Give each line of the material below as a JSON list of strings, one string per line, omitting blank lines.

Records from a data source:
⁂
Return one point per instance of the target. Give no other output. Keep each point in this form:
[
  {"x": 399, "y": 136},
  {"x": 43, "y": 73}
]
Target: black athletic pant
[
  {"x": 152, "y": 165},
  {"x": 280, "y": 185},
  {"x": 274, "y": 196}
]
⁂
* [Answer for the task]
[
  "Return one point per instance of the target. Give no other output. Keep each point in this form:",
  "[",
  "  {\"x\": 399, \"y\": 136},",
  "  {\"x\": 43, \"y\": 73}",
  "]",
  "Target: black athletic pant",
  "[",
  "  {\"x\": 152, \"y\": 165},",
  "  {\"x\": 280, \"y\": 185},",
  "  {\"x\": 274, \"y\": 196}",
  "]"
]